• **Text section**:
WASHINGTON (JTA) — There are 56 candidates for Congress who identify as Jewish.
Among them are 41 Democrats: five are running for the Senate — three incumbents and two challengers. Among the 36 in the U.S. House of Representatives, 18 are incumbents and 18 are challengers. (Three incumbent Jewish House Democrats are retiring.)
The 15 Republican candidates are running for the House. There are two incumbents and 13 challengers.
Additionally, two House candidates, both Democrats, have Jewish fathers and say that shaped their outlook, but they do not identify as Jewish. At least three House hopefuls in the same party — two incumbents and one challenger — have a
Jewish spouse and are raising their children as Jewish.
Politically and geographically, they are as diverse a bunch as the 900 candidates for Congress (Jews, who make up less than 2 percent of the population, comprise 6 percent of the candidates). There are moderate Republicans who would rather not mention President Donald Trump’s name while campaigning, right-wing Republicans who eagerly embrace the Trump endorsement and other right-wing Republicans who peddle “alt-right” tropes.

• **Information provided**:

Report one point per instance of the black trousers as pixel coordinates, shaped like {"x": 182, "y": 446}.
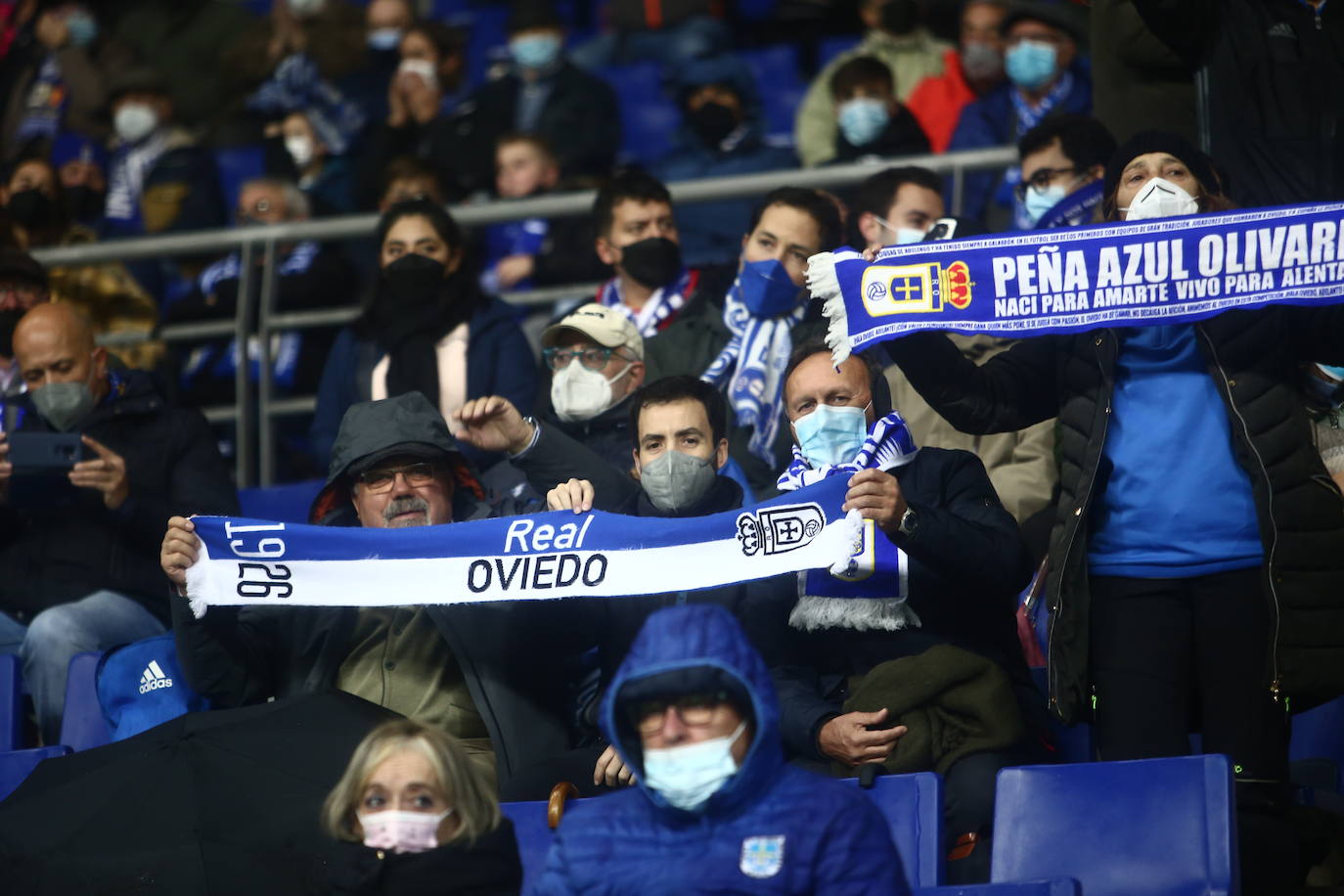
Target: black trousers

• **Exercises**:
**1)** Answer these questions from the article on Jewish congressional candidates above:
(a) How many of the Jewish Democratic candidates are running for the Senate?
(b) How many Jewish Republican candidates are there, and for which chamber are they running?
(c) What percentage of the candidates for Congress are Jews?
**2)** Output, without alteration, the passage of the article on Jewish congressional candidates that opens with the words containing "The 15 Republican" and closes with "children as Jewish.".

• **Outputs in order**:
**1)**
(a) Five.
(b) There are 15, all running for the House.
(c) 6 percent.

**2)**
The 15 Republican candidates are running for the House. There are two incumbents and 13 challengers.
Additionally, two House candidates, both Democrats, have Jewish fathers and say that shaped their outlook, but they do not identify as Jewish. At least three House hopefuls in the same party — two incumbents and one challenger — have a
Jewish spouse and are raising their children as Jewish.